#### Requirement:
Output the items below verbatim, from the start of the items through the line containing "106, 326, 157, 358", inclusive.

#### Stored dataset items:
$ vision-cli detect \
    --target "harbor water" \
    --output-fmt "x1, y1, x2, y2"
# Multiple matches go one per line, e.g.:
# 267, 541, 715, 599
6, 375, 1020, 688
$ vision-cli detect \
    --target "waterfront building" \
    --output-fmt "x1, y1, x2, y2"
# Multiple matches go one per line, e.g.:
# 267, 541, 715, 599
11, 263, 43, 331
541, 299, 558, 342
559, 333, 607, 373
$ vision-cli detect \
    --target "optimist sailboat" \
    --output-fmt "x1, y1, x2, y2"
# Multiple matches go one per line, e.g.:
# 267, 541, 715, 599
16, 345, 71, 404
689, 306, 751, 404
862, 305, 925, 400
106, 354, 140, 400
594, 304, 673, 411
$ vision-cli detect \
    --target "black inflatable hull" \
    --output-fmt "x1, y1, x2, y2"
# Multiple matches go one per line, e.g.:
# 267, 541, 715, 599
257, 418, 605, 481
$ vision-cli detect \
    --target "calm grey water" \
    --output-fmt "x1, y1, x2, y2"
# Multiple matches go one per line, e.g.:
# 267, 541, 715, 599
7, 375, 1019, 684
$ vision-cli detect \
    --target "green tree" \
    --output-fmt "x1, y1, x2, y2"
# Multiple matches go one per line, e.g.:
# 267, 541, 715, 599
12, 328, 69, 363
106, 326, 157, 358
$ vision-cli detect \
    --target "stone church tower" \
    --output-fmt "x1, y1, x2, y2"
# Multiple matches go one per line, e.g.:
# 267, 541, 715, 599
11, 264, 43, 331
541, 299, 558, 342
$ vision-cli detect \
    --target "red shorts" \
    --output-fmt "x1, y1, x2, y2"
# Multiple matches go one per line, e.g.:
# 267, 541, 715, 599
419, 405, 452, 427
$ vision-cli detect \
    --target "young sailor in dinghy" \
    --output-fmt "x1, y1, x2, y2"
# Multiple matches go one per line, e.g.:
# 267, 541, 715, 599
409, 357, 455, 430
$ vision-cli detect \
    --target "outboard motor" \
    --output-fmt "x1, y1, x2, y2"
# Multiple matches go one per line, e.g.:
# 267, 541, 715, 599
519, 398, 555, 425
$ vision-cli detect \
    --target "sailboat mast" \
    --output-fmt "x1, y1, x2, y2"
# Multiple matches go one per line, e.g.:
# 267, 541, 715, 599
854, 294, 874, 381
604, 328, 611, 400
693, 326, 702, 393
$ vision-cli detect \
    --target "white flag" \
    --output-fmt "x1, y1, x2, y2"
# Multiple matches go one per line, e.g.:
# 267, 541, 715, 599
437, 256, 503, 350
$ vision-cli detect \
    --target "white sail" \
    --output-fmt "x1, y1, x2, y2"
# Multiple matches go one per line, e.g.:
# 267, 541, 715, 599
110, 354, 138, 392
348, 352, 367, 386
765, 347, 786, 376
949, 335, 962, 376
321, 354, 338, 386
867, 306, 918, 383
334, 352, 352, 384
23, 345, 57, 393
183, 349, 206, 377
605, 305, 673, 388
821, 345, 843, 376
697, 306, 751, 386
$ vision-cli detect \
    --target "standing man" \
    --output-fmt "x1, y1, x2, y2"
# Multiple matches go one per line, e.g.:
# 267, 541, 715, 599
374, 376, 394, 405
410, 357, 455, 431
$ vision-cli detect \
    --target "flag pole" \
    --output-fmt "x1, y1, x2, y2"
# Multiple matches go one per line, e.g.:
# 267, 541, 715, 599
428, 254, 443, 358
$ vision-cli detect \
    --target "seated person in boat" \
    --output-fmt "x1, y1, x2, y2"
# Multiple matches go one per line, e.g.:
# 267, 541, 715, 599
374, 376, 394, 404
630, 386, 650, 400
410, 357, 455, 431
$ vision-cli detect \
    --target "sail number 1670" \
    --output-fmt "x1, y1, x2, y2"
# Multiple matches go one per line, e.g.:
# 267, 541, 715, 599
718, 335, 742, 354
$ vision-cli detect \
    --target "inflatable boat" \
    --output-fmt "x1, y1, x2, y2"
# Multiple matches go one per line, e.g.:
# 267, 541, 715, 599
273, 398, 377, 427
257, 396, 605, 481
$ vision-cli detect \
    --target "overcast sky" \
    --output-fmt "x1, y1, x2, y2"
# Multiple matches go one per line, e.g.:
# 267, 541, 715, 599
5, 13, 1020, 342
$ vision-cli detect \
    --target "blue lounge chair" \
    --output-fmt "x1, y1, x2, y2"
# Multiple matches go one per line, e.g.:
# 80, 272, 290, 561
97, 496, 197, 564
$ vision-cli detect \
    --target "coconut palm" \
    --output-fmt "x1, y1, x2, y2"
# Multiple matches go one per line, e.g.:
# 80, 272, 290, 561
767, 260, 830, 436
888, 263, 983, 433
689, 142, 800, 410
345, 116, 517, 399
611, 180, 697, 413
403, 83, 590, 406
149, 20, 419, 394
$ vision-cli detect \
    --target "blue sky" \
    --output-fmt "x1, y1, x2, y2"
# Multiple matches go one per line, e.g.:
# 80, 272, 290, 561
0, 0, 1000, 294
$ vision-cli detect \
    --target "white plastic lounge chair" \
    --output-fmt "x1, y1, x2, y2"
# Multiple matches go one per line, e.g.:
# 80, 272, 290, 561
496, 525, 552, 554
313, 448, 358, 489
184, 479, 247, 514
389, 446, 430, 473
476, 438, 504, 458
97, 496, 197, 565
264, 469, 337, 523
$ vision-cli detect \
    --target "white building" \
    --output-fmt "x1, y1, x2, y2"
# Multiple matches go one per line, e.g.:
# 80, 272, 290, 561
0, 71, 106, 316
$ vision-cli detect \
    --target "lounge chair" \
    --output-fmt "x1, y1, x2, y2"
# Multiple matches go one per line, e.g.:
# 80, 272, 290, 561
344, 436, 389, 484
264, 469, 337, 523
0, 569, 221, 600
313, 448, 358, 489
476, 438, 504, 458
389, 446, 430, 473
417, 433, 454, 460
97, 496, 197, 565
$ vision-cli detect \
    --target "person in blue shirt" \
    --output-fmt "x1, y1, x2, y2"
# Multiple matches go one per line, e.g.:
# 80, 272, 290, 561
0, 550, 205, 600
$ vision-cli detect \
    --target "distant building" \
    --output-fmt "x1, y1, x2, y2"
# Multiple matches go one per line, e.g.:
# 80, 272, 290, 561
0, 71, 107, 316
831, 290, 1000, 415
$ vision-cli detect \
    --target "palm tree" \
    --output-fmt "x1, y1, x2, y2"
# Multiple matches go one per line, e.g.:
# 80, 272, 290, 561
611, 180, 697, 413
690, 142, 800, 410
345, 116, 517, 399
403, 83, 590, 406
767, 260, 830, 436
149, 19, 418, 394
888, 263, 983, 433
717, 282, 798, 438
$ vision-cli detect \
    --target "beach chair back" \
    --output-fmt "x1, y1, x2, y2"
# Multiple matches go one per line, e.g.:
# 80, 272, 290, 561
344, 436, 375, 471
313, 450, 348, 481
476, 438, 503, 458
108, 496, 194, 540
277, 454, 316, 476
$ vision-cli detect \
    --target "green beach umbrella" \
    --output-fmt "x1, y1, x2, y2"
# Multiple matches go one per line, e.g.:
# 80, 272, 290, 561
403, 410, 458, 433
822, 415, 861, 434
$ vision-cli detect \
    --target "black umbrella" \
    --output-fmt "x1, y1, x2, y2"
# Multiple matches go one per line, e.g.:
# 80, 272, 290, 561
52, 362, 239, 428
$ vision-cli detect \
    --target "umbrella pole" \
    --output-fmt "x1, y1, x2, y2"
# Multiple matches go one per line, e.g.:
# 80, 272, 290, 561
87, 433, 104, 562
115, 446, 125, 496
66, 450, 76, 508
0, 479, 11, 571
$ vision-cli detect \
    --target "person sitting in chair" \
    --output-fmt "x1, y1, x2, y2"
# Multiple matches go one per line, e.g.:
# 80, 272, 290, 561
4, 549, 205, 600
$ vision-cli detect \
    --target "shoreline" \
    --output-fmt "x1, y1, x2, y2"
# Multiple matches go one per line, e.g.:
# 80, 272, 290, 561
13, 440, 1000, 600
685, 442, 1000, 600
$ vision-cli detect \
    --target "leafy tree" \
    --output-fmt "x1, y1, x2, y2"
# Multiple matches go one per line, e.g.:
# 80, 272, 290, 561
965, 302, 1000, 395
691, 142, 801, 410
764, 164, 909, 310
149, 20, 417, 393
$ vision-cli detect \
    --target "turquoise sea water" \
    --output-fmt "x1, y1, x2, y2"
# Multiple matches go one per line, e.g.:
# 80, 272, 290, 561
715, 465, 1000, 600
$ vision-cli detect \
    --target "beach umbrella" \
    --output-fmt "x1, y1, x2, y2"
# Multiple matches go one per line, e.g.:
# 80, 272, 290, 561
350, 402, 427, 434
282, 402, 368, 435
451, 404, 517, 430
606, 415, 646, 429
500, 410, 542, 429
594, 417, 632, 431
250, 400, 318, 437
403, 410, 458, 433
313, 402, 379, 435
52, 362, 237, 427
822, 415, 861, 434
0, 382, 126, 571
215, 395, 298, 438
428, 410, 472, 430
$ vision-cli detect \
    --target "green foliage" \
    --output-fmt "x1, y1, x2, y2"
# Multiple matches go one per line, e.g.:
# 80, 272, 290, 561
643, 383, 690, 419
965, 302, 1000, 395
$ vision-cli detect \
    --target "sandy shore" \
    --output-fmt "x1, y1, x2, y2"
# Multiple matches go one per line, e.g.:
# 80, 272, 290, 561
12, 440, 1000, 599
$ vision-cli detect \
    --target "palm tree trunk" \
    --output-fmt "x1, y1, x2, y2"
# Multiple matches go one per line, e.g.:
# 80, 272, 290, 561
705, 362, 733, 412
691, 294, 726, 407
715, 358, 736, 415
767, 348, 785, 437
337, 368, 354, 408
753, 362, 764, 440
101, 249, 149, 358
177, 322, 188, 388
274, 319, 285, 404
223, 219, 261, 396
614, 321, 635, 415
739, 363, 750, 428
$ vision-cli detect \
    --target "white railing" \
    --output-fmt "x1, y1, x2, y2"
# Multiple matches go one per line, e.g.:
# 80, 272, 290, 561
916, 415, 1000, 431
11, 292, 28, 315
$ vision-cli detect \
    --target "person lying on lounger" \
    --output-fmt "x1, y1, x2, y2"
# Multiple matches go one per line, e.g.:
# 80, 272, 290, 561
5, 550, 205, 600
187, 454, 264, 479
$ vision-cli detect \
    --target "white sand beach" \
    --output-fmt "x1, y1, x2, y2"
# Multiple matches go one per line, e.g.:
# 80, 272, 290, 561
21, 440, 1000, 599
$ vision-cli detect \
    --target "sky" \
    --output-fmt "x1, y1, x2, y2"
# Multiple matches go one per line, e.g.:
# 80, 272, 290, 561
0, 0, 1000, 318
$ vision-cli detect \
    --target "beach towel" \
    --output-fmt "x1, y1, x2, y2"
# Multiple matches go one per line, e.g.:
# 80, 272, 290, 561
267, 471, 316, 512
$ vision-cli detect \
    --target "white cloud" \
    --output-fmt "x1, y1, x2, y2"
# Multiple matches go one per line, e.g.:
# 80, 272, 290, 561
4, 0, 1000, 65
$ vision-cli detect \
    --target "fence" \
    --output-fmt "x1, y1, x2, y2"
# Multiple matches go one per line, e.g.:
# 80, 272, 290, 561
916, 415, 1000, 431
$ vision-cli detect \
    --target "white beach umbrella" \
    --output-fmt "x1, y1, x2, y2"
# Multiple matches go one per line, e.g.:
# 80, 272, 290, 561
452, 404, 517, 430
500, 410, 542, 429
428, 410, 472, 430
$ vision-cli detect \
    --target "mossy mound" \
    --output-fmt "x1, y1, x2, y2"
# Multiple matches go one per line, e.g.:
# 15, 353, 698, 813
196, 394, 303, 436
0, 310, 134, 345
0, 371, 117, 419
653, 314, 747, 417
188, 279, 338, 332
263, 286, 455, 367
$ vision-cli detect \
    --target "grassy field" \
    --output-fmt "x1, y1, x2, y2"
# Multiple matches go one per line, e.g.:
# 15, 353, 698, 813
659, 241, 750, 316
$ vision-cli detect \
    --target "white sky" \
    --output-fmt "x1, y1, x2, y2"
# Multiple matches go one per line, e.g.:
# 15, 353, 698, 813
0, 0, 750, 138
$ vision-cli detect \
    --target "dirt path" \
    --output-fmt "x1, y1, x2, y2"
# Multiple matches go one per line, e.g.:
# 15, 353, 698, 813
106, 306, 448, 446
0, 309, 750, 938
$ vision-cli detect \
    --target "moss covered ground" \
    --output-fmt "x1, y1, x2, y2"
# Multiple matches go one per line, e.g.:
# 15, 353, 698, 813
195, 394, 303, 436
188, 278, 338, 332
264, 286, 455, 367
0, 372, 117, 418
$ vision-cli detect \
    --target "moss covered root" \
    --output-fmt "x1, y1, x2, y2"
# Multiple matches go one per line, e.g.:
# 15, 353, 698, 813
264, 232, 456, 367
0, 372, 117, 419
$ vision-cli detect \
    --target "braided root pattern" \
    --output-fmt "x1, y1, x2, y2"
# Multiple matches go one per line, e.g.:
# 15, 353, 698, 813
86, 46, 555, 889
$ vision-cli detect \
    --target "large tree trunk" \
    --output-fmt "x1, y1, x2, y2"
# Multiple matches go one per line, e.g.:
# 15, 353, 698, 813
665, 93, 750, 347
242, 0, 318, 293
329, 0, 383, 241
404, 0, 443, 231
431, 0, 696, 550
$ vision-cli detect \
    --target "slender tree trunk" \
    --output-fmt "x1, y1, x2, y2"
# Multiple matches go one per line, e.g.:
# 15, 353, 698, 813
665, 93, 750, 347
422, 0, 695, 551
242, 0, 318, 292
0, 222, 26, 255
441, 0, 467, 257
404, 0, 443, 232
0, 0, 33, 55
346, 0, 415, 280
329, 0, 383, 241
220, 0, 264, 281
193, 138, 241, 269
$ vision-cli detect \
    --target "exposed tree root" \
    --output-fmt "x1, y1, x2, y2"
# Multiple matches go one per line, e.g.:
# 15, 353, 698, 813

#### Answer to this problem:
$ vision-cli detect \
    --target "harbor water" \
    --output-fmt "x1, y1, x2, y2"
# Multiple matches go one per line, e.g.:
# 267, 541, 715, 599
6, 375, 1020, 688
$ vision-cli detect \
    --target "waterfront building" \
    --output-fmt "x1, y1, x2, y2"
# Multiple matches go one per line, e.g.:
# 267, 541, 715, 599
11, 263, 43, 331
541, 299, 558, 342
559, 333, 607, 373
$ vision-cli detect \
    --target "optimist sailboat" \
    --output-fmt "x1, y1, x2, y2"
# Multiple matches go one per line, e.g.:
# 267, 541, 715, 599
16, 345, 71, 404
689, 306, 751, 404
862, 305, 925, 400
106, 354, 140, 400
594, 304, 673, 411
$ vision-cli detect \
    --target "black inflatable hull" \
    --output-fmt "x1, y1, x2, y2"
# Multiple matches go one per line, e.g.:
# 267, 541, 715, 599
257, 418, 605, 481
$ vision-cli detect \
    --target "calm grey water" \
    --output-fmt "x1, y1, x2, y2"
# Multiple matches go one per line, e.g.:
# 267, 541, 715, 599
7, 375, 1019, 684
$ vision-cli detect \
    --target "green tree" \
    --output-fmt "x1, y1, x2, y2"
# Multiple matches go one per line, e.g.:
# 267, 541, 715, 599
12, 328, 69, 363
106, 326, 157, 358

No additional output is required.